__What to do__
Locate each line in the records below that contains the string "with", treating uppercase and lowercase as different, and copy every such line.

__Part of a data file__
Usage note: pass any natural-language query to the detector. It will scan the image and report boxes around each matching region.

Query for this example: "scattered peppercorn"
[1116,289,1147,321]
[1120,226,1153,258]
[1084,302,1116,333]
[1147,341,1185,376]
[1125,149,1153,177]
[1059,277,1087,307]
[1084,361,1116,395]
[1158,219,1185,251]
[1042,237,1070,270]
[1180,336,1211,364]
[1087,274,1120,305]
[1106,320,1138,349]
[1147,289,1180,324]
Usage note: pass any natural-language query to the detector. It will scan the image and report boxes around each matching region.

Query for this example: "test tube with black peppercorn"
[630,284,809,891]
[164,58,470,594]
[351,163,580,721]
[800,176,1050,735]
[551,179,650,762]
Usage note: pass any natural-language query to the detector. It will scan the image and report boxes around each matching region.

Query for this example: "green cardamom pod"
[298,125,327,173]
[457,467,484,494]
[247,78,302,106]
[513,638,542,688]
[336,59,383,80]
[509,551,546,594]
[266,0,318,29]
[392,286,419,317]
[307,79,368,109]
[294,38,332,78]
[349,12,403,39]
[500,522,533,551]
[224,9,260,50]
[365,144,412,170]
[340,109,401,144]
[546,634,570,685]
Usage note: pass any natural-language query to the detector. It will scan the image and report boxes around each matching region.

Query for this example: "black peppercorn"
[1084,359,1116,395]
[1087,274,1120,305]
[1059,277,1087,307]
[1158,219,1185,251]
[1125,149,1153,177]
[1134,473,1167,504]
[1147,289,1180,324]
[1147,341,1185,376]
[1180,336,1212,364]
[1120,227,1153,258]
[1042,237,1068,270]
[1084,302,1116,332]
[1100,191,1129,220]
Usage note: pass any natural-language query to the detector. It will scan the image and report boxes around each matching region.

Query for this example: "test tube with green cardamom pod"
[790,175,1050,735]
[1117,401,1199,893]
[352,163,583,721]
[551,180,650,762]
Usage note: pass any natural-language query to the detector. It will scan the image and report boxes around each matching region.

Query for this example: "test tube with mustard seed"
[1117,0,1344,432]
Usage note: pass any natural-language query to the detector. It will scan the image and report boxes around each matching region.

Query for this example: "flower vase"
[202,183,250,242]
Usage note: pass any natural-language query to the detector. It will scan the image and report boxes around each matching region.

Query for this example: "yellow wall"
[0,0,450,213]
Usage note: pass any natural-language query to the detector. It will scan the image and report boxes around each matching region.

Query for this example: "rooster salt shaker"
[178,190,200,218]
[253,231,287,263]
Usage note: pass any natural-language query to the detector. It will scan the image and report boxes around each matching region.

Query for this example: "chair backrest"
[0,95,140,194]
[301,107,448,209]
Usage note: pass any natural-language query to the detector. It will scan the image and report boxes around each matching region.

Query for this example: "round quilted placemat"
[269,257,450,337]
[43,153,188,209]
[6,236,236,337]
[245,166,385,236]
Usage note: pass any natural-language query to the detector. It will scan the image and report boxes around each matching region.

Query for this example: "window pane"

__Written reply__
Query for this example: "test tube with black peppercorn"
Query for this example: "test tube with green cardamom pod"
Query for this example: "test tube with mustard seed"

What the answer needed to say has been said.